Wind tunnel testing with a smartphone app

Photo: Want to do a bit of wind-tunnel testing but can't afford the millions you'll need to spend on all that fancy equipment? No problem: there's an app for it! Search for "wind tunnel" in your favorite app store and you'll find quite a few simulations you can play with on your smartphone or tablet. This is a screen capture I made with a free app called Wind Tunnel Lite, from Algorizk, which lets you test a few basic shapes (like cars and airfoils) at different wind speeds. There's also a pro version that lets you control far more things (propeller thrust, fluid viscosity, friction, and wind speed). Well worth a look for teachers!

Air is invisible, so how do you see whether a plane is performing well or badly inside the tunnel? There are three main ways. You can use a smoke gun to color the airstream white, then watch how the smoke shifts and swirls as it passes the plane. You can take what's called a Schlieren photograph, which makes variations in the air speed and pressure show up so you can see them. Or you can use anemometers (air-speed measuring instruments) to measure how fast the wind is going at different points around the plane. Armed with your measurements and lots of complex aerodynamic formulas, you can figure out how good or bad your plane is and whether it would really stay up in the sky.

Work instructions: Decide whether each statement agrees with the text on wind tunnel testing, answering yes or no and quoting the words that settle it: (a) The pro version of the app lets the user control fluid viscosity. (b) Anemometers are used to color the airstream white. (c) The free app tests shapes at a single fixed wind speed.

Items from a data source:
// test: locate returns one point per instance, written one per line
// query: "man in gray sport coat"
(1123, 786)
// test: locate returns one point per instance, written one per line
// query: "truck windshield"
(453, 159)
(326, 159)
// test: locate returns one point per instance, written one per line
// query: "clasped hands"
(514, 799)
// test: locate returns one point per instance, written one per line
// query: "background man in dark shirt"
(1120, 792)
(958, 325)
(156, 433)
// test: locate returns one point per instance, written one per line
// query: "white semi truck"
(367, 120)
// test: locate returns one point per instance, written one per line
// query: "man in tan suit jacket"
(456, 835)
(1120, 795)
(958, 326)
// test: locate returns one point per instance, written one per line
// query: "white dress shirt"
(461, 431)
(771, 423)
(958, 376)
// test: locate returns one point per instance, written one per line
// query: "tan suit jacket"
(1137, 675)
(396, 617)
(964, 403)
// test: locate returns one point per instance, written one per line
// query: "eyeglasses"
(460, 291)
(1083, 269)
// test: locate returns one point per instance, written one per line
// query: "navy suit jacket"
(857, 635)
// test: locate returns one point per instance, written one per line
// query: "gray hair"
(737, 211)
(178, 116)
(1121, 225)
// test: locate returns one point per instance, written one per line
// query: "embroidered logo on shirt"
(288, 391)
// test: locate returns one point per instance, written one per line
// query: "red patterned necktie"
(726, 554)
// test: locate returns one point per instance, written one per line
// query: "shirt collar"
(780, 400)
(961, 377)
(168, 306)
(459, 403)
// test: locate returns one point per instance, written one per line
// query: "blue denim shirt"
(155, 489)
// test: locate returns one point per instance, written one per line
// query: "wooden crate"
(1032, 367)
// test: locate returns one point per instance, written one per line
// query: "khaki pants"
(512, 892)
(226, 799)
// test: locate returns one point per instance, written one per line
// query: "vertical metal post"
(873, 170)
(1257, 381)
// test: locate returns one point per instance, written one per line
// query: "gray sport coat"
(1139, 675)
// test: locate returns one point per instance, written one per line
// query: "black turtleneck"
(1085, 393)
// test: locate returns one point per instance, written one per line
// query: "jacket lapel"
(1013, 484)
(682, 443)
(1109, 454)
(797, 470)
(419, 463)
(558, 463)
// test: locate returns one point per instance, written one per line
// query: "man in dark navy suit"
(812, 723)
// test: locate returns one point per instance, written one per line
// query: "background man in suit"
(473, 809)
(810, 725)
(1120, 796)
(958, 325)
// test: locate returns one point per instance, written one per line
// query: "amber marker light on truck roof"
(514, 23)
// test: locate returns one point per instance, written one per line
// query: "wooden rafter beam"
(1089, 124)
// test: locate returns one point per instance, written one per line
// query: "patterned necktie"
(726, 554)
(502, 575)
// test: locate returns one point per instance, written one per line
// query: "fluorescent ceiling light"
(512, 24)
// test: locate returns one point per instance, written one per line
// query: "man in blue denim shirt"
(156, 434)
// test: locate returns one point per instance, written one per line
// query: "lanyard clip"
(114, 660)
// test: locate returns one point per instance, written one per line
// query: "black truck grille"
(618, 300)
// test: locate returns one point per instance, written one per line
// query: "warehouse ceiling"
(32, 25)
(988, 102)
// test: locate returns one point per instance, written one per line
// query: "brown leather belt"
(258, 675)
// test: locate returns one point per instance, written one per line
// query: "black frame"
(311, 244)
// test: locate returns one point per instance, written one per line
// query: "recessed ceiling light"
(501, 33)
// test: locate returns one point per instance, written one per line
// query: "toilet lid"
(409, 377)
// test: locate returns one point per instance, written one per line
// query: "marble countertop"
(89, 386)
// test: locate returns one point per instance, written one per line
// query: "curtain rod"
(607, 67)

Correct response:
(a) Yes: "There's also a pro version that lets you control far more things (propeller thrust, fluid viscosity, friction, and wind speed)."
(b) No: "You can use a smoke gun to color the airstream white"
(c) No: "which lets you test a few basic shapes (like cars and airfoils) at different wind speeds"